→ Aim of the task: Apart from the pictures, the listing is to be returned exactly.

___ Supplied material ___

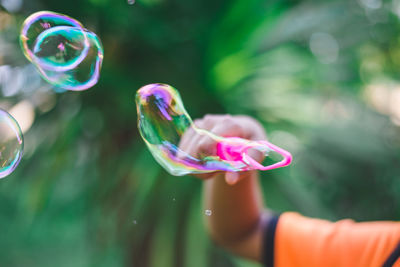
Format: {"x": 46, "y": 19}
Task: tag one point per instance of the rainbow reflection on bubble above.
{"x": 163, "y": 120}
{"x": 11, "y": 144}
{"x": 65, "y": 53}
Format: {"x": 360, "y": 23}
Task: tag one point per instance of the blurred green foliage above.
{"x": 323, "y": 78}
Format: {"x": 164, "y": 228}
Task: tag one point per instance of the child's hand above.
{"x": 227, "y": 126}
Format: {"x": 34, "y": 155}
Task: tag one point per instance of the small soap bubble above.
{"x": 65, "y": 53}
{"x": 163, "y": 123}
{"x": 11, "y": 144}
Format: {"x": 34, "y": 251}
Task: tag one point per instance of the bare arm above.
{"x": 237, "y": 221}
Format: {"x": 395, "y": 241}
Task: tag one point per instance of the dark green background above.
{"x": 88, "y": 192}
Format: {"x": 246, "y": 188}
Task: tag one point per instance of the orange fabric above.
{"x": 302, "y": 241}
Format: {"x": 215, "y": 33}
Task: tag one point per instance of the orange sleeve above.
{"x": 302, "y": 241}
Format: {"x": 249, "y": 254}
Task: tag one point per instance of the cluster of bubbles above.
{"x": 163, "y": 120}
{"x": 65, "y": 53}
{"x": 11, "y": 144}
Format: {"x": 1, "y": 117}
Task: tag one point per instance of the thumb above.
{"x": 231, "y": 178}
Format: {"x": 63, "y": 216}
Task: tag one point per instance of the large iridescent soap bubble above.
{"x": 11, "y": 144}
{"x": 163, "y": 120}
{"x": 65, "y": 53}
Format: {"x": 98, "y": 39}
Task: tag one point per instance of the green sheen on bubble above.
{"x": 86, "y": 73}
{"x": 61, "y": 46}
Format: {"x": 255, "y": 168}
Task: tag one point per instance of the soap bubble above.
{"x": 163, "y": 120}
{"x": 11, "y": 144}
{"x": 65, "y": 53}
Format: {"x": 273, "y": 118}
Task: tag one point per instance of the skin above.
{"x": 238, "y": 219}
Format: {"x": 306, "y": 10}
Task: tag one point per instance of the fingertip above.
{"x": 231, "y": 178}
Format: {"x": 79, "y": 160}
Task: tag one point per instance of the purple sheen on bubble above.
{"x": 163, "y": 122}
{"x": 39, "y": 22}
{"x": 61, "y": 48}
{"x": 83, "y": 76}
{"x": 65, "y": 54}
{"x": 11, "y": 144}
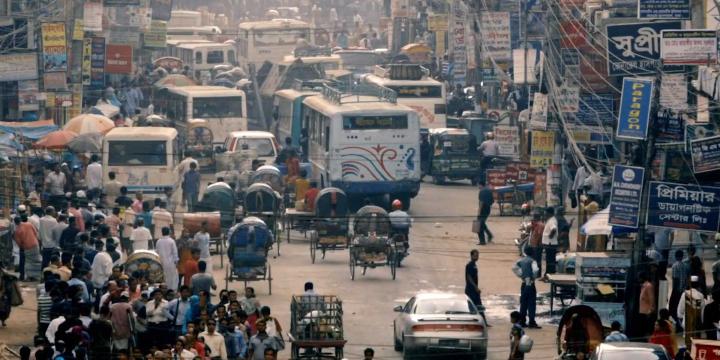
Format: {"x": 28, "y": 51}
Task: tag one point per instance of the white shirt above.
{"x": 161, "y": 218}
{"x": 550, "y": 225}
{"x": 140, "y": 237}
{"x": 93, "y": 176}
{"x": 101, "y": 269}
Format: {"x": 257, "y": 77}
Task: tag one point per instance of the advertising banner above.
{"x": 625, "y": 196}
{"x": 118, "y": 59}
{"x": 635, "y": 48}
{"x": 683, "y": 206}
{"x": 664, "y": 9}
{"x": 495, "y": 30}
{"x": 705, "y": 154}
{"x": 54, "y": 47}
{"x": 634, "y": 114}
{"x": 97, "y": 63}
{"x": 688, "y": 47}
{"x": 18, "y": 67}
{"x": 543, "y": 147}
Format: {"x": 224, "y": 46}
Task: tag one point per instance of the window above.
{"x": 415, "y": 91}
{"x": 137, "y": 153}
{"x": 375, "y": 122}
{"x": 217, "y": 107}
{"x": 216, "y": 57}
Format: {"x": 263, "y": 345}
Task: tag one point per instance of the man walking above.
{"x": 527, "y": 270}
{"x": 485, "y": 201}
{"x": 191, "y": 187}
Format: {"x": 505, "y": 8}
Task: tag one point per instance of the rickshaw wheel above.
{"x": 313, "y": 245}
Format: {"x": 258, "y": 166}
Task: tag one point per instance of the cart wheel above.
{"x": 313, "y": 245}
{"x": 352, "y": 265}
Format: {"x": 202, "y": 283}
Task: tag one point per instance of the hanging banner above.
{"x": 664, "y": 9}
{"x": 161, "y": 9}
{"x": 683, "y": 206}
{"x": 15, "y": 67}
{"x": 54, "y": 47}
{"x": 705, "y": 154}
{"x": 97, "y": 63}
{"x": 28, "y": 91}
{"x": 118, "y": 59}
{"x": 635, "y": 48}
{"x": 542, "y": 149}
{"x": 92, "y": 16}
{"x": 538, "y": 116}
{"x": 625, "y": 196}
{"x": 688, "y": 47}
{"x": 634, "y": 114}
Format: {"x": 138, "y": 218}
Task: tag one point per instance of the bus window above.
{"x": 142, "y": 153}
{"x": 215, "y": 57}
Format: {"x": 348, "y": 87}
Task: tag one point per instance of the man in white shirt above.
{"x": 47, "y": 239}
{"x": 140, "y": 237}
{"x": 167, "y": 250}
{"x": 161, "y": 219}
{"x": 93, "y": 177}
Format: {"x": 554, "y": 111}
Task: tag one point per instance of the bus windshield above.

___

→ Solution for this problem:
Format: {"x": 46, "y": 19}
Task: tag one point per instance of the rainbow reflection on bubble above.
{"x": 163, "y": 120}
{"x": 11, "y": 144}
{"x": 65, "y": 53}
Format: {"x": 360, "y": 23}
Task: tag one point per instance of the blurred green foliage above.
{"x": 323, "y": 78}
Format: {"x": 164, "y": 228}
Task: tag one point per instance of the child's hand above.
{"x": 227, "y": 126}
Format: {"x": 34, "y": 155}
Task: tag one point per instance of the small soap bubble above.
{"x": 65, "y": 53}
{"x": 163, "y": 123}
{"x": 11, "y": 144}
Format: {"x": 34, "y": 251}
Task: tag one point per instance of the bare arm above.
{"x": 237, "y": 221}
Format: {"x": 395, "y": 241}
Task: tag one point per instance of the dark green background above.
{"x": 88, "y": 192}
Format: {"x": 246, "y": 188}
Task: tag one point per instance of the orange fabric above.
{"x": 302, "y": 241}
Format: {"x": 215, "y": 33}
Task: tag one point per instance of the orange sleeve above.
{"x": 302, "y": 241}
Format: {"x": 249, "y": 254}
Task: tag one point per instance of the cluster of bubbles above.
{"x": 163, "y": 120}
{"x": 65, "y": 53}
{"x": 11, "y": 144}
Format: {"x": 1, "y": 117}
Task: tag one point per instance of the thumb above.
{"x": 231, "y": 178}
Format: {"x": 63, "y": 216}
Task: tag one point per instance of the large iridescent soap bubble above.
{"x": 11, "y": 144}
{"x": 163, "y": 120}
{"x": 65, "y": 53}
Format: {"x": 98, "y": 39}
Task: tag one point per instance of the green sheen on bubble above.
{"x": 86, "y": 73}
{"x": 61, "y": 46}
Format: {"x": 255, "y": 168}
Task: tag one point per instance of the soap bubble above.
{"x": 163, "y": 120}
{"x": 11, "y": 144}
{"x": 65, "y": 53}
Format: {"x": 273, "y": 118}
Task: tag one point per instance of the skin above.
{"x": 238, "y": 219}
Format: {"x": 306, "y": 10}
Task: tag one point per instance of the fingertip above.
{"x": 231, "y": 178}
Format: {"x": 79, "y": 160}
Task: tag one point per instance of the purple sheen on bubble above.
{"x": 163, "y": 122}
{"x": 39, "y": 22}
{"x": 61, "y": 48}
{"x": 83, "y": 76}
{"x": 65, "y": 54}
{"x": 11, "y": 144}
Format: {"x": 28, "y": 51}
Task: tag one point per instance of the white shirt above.
{"x": 161, "y": 218}
{"x": 550, "y": 225}
{"x": 140, "y": 237}
{"x": 93, "y": 176}
{"x": 101, "y": 269}
Format: {"x": 257, "y": 77}
Task: tag one point per instance of the advertising banner above.
{"x": 625, "y": 196}
{"x": 118, "y": 59}
{"x": 635, "y": 48}
{"x": 683, "y": 206}
{"x": 664, "y": 9}
{"x": 495, "y": 30}
{"x": 705, "y": 154}
{"x": 54, "y": 47}
{"x": 634, "y": 114}
{"x": 97, "y": 63}
{"x": 688, "y": 47}
{"x": 18, "y": 67}
{"x": 543, "y": 147}
Format: {"x": 224, "y": 46}
Task: tag one point per instance of the window above.
{"x": 415, "y": 91}
{"x": 137, "y": 153}
{"x": 375, "y": 122}
{"x": 217, "y": 107}
{"x": 216, "y": 57}
Format: {"x": 263, "y": 345}
Task: tag one point per instance of the man walking above.
{"x": 527, "y": 270}
{"x": 485, "y": 201}
{"x": 191, "y": 187}
Format: {"x": 505, "y": 8}
Task: tag one point per instance of the rickshaw wheel above.
{"x": 313, "y": 245}
Format: {"x": 258, "y": 166}
Task: tag one point per instance of the cart wheel above.
{"x": 313, "y": 245}
{"x": 352, "y": 265}
Format: {"x": 202, "y": 283}
Task: tag one point per instance of the hanging banner above.
{"x": 664, "y": 9}
{"x": 161, "y": 9}
{"x": 683, "y": 206}
{"x": 15, "y": 67}
{"x": 54, "y": 47}
{"x": 705, "y": 154}
{"x": 97, "y": 63}
{"x": 28, "y": 91}
{"x": 118, "y": 59}
{"x": 635, "y": 48}
{"x": 542, "y": 149}
{"x": 92, "y": 16}
{"x": 538, "y": 116}
{"x": 625, "y": 196}
{"x": 688, "y": 47}
{"x": 634, "y": 114}
Format: {"x": 138, "y": 218}
Task: tag one point per instance of the bus window above.
{"x": 142, "y": 153}
{"x": 215, "y": 57}
Format: {"x": 348, "y": 87}
Task: tag one point per instance of the man in white shirt above.
{"x": 47, "y": 239}
{"x": 140, "y": 237}
{"x": 167, "y": 250}
{"x": 161, "y": 219}
{"x": 93, "y": 177}
Format: {"x": 554, "y": 111}
Task: tag one point per instance of the bus windshield above.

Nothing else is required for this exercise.